→ Extracted information

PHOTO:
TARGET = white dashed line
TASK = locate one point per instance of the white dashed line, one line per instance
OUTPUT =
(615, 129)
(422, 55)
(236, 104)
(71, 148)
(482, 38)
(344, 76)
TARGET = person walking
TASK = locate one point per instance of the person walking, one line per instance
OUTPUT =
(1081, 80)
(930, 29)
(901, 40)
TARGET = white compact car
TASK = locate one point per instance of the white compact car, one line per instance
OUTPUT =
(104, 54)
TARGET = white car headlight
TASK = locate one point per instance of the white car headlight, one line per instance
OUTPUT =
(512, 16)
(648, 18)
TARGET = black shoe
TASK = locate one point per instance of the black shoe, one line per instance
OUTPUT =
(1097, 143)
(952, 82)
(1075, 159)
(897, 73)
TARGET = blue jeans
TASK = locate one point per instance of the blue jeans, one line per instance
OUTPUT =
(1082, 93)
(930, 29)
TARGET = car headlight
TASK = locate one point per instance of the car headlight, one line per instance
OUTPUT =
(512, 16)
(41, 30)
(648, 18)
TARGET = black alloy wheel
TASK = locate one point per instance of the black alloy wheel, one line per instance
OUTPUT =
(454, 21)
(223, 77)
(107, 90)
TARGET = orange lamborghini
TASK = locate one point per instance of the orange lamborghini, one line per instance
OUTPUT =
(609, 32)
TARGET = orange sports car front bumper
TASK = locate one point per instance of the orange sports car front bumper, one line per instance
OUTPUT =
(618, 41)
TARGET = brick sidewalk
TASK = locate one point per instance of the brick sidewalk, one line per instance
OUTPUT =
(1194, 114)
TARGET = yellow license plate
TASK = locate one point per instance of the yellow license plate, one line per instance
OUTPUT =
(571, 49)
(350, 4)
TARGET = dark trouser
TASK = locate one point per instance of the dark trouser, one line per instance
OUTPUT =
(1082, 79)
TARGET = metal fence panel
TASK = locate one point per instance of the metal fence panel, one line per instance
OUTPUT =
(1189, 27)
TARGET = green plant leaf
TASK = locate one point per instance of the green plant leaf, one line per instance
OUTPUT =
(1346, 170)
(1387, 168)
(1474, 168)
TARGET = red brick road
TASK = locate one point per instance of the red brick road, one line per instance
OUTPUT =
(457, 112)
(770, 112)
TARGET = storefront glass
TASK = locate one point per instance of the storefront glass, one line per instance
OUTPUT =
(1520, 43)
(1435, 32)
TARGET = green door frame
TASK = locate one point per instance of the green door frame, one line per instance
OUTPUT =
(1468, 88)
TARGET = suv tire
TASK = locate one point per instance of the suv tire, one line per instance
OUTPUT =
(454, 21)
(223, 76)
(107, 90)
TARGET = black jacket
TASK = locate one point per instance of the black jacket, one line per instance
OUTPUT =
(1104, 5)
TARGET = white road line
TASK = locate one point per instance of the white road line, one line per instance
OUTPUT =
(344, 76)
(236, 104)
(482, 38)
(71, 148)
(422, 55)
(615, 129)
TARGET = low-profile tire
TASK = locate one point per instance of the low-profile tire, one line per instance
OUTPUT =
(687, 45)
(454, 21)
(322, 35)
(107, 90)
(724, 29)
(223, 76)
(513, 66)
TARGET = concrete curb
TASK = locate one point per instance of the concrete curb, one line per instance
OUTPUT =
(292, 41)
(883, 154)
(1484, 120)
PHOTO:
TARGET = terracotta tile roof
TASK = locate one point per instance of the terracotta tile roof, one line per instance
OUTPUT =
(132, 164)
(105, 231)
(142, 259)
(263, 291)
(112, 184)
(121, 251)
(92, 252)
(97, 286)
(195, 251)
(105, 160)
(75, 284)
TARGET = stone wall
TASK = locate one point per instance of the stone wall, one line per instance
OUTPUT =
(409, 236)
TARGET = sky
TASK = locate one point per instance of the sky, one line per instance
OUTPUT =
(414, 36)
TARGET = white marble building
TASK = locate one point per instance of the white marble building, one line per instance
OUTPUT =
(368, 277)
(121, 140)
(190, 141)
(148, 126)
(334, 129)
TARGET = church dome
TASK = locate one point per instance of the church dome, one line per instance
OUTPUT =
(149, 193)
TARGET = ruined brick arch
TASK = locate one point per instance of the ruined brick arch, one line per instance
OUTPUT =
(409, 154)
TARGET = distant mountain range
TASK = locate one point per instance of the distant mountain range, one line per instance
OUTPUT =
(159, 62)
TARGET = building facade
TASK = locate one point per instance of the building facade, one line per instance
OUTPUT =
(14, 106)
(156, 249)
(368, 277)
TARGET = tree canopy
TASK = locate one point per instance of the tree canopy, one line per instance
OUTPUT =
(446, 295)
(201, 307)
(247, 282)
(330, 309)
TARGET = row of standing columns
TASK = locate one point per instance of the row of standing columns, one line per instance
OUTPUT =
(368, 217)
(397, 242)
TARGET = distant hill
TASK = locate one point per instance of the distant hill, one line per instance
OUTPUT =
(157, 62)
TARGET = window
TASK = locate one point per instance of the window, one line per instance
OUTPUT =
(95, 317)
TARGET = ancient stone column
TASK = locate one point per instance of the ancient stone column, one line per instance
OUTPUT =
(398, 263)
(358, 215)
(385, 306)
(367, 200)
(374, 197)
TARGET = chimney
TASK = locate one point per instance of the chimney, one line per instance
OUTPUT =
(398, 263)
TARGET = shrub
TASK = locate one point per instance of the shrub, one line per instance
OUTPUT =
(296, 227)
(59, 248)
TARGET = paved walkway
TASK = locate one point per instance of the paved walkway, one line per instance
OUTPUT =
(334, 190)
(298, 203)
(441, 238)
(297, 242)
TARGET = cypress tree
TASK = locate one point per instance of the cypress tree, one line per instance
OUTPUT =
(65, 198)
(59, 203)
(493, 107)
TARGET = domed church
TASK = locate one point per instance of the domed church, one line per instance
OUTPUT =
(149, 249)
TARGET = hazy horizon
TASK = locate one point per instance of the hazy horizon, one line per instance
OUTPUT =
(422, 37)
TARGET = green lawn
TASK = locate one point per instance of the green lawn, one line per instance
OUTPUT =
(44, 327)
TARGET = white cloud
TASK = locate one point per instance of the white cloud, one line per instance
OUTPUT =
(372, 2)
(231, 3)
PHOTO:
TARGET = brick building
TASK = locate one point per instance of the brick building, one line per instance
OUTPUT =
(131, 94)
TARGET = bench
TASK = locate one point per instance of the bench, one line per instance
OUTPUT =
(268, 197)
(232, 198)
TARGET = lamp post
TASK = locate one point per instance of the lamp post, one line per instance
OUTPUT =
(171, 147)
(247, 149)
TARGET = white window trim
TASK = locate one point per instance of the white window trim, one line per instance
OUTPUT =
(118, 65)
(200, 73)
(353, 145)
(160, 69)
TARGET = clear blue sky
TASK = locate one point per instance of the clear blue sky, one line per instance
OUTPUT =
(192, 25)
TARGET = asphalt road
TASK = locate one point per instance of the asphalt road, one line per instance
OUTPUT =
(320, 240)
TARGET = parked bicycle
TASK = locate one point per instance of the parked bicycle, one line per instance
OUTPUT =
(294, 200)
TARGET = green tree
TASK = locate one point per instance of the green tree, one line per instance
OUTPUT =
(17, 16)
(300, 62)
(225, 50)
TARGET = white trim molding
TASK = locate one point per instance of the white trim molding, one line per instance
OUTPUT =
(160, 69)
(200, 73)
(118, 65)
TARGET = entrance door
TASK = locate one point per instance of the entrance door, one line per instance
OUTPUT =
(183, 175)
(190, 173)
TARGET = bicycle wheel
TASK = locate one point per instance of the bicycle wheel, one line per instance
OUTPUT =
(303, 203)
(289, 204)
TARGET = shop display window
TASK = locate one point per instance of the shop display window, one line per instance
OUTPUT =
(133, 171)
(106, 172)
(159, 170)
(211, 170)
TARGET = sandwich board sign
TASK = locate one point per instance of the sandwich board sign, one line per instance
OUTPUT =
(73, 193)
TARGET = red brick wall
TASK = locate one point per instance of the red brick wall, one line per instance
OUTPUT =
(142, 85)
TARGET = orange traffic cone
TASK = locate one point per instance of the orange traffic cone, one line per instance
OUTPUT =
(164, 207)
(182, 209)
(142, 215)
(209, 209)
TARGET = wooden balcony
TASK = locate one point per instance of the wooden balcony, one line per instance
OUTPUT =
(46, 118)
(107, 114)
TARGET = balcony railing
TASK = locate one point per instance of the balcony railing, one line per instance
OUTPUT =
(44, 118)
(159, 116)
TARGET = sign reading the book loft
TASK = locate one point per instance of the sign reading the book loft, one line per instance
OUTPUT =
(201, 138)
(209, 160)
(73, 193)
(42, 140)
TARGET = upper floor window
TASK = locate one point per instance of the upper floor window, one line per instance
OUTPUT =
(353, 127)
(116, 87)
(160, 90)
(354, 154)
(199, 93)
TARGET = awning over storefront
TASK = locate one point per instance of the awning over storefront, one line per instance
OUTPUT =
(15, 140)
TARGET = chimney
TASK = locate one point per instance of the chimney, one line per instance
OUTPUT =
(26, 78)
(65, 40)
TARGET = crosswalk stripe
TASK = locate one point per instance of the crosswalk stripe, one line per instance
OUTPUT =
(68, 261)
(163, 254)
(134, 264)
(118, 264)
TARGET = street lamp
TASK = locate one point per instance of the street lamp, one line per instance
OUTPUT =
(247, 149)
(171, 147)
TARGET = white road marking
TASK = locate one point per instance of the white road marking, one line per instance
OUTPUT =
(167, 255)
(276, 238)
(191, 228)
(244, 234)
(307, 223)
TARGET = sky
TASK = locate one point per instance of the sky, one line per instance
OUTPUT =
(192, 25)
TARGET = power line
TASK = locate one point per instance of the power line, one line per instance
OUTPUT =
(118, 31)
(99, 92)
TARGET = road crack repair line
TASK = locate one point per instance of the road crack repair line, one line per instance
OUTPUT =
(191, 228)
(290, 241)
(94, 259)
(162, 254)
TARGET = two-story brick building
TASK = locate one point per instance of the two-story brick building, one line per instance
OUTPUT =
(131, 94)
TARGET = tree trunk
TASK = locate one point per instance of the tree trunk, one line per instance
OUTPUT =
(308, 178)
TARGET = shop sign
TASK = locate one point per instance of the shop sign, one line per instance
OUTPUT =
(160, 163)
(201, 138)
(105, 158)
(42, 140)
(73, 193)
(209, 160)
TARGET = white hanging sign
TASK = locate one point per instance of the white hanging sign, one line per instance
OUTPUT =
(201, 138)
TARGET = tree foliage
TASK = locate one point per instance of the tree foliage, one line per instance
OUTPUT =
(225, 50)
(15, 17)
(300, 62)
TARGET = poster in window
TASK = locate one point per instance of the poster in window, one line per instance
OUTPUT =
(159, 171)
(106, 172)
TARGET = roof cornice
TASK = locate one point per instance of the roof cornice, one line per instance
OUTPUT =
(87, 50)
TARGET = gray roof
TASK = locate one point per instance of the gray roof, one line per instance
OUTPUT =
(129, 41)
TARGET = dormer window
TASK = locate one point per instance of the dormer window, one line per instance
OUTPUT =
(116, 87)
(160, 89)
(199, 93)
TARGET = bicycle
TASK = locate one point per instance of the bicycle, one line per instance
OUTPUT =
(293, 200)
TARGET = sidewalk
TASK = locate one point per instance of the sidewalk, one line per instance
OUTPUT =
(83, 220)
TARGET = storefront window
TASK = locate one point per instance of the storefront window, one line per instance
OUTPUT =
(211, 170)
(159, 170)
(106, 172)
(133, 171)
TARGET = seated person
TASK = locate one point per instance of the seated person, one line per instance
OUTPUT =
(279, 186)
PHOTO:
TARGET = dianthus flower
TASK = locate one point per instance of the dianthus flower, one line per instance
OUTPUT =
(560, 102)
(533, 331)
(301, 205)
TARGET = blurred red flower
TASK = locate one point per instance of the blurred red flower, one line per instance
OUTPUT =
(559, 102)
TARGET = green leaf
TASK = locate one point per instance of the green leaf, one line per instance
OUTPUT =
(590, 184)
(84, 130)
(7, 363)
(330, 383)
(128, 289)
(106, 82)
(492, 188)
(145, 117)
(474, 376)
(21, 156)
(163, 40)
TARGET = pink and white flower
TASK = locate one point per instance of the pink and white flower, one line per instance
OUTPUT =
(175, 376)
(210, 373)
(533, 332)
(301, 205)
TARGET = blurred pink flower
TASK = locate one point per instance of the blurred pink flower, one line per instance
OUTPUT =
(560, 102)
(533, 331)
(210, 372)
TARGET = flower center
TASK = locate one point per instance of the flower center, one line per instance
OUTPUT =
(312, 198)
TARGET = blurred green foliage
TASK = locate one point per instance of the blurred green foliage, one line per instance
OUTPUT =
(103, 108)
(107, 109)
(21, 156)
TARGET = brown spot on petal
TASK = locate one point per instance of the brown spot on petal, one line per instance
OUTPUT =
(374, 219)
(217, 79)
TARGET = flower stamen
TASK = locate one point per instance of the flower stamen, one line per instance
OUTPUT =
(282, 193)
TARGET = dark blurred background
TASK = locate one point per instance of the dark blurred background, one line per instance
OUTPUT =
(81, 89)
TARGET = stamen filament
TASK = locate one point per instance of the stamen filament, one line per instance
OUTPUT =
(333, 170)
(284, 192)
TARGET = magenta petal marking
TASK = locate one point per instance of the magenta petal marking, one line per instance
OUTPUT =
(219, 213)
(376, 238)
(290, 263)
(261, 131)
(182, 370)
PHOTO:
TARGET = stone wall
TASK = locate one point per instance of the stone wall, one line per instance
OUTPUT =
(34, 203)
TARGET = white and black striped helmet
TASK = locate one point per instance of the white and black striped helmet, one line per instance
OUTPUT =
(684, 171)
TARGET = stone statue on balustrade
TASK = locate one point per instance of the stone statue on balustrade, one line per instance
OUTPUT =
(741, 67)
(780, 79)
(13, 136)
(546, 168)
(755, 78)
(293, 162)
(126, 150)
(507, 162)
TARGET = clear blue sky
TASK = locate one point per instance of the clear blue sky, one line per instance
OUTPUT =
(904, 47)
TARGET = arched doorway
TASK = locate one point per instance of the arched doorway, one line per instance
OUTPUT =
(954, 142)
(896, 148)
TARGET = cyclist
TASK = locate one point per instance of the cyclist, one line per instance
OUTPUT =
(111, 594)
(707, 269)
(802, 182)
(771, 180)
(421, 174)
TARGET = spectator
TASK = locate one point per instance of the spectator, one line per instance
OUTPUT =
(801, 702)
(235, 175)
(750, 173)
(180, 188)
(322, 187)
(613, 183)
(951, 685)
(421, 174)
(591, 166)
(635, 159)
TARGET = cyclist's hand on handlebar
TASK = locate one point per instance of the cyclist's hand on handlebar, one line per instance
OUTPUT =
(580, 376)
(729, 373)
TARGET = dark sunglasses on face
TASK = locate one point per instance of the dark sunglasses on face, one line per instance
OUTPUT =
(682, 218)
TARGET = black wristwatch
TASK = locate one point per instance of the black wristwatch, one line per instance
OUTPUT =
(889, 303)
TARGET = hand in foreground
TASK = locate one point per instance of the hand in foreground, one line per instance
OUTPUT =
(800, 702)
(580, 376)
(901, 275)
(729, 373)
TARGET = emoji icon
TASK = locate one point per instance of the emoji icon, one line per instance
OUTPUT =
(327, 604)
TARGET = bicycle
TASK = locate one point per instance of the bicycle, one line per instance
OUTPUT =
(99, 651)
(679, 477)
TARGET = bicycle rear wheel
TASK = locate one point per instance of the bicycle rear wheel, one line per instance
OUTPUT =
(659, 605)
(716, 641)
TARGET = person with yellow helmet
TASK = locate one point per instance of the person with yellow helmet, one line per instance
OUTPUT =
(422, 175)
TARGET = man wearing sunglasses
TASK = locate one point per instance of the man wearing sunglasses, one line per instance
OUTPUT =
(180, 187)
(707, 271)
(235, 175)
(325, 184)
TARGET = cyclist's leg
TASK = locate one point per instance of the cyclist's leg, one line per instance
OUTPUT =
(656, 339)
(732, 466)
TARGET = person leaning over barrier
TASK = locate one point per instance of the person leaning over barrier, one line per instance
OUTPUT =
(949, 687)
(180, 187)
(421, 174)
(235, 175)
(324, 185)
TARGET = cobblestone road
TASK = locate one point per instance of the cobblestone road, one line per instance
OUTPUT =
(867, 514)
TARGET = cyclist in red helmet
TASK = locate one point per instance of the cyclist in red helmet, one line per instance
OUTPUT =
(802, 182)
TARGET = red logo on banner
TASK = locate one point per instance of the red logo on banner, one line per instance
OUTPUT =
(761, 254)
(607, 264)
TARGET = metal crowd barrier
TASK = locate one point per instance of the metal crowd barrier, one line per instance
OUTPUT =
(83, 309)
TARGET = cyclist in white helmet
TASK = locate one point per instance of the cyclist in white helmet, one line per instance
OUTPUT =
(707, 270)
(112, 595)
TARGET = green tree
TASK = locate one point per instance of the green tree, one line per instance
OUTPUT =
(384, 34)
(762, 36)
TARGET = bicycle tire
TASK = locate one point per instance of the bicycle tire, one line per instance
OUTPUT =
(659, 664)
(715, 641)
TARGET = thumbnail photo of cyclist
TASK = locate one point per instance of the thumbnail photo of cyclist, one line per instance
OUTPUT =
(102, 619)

→ Task requirements
Transcribe, word for word, every line from the one containing "TARGET = emoji icon" through the final line of the entries, and nothing else.

→ Final result
TARGET = emoji icon
TASK = locate one point per instance of the emoji icon, one line per instance
OUTPUT =
(327, 604)
TARGET = bicycle
TASK = locate one point per instance of the bicycle, one line per instance
OUTPUT =
(99, 651)
(679, 477)
TARGET = bicycle rear wheel
TASK = locate one point per instance of the bicycle rear wheel, one line per instance
OUTPUT =
(659, 605)
(716, 641)
TARGET = person with yellow helmet
TASK = locate one point per instance of the person with yellow helmet, one line per instance
OUTPUT =
(422, 175)
TARGET = man wearing sunglasses
TASK = locate one point per instance of the man wearing sunglasses, one line per instance
OUTPUT =
(180, 187)
(707, 271)
(235, 175)
(325, 184)
TARGET = cyclist's leg
TASK = locate one point per instance of the cyclist's leg, one line per instance
OUTPUT =
(656, 339)
(732, 466)
TARGET = person leaning over barrier
TASK = locate one point per instance of the person leaning over barrier, one line per instance
OUTPUT =
(949, 687)
(180, 187)
(421, 174)
(235, 175)
(324, 185)
TARGET = cobblestone road
TASK = locate one point per instance of the cobblestone road, one line per instance
OUTPUT =
(867, 514)
TARGET = cyclist in red helmet
TASK = locate one point per instance of the cyclist in red helmet, one line per instance
OUTPUT =
(802, 182)
TARGET = red logo on banner
TASK = locate one point per instance of the red logo on banner, one line per instance
OUTPUT =
(761, 254)
(607, 264)
TARGET = metal crowd barrier
TASK = locate one point per instance of the metal crowd barrier, one line per instance
OUTPUT =
(83, 309)
TARGET = cyclist in white helmet
TASK = locate one point per instance of the cyclist in white helmet, one line per instance
OUTPUT =
(707, 270)
(112, 595)
TARGET = green tree
TASK = locate one point per instance of the green tree, one line per instance
OUTPUT =
(384, 34)
(762, 36)
TARGET = bicycle tire
TASK = locate one point per instance of the bicycle tire, one line per instance
OUTPUT =
(659, 664)
(715, 641)
TARGET = thumbnail photo of cyclist
TASK = locate one point per instance of the thumbnail photo of cyclist, one line per instance
OUTPUT =
(102, 619)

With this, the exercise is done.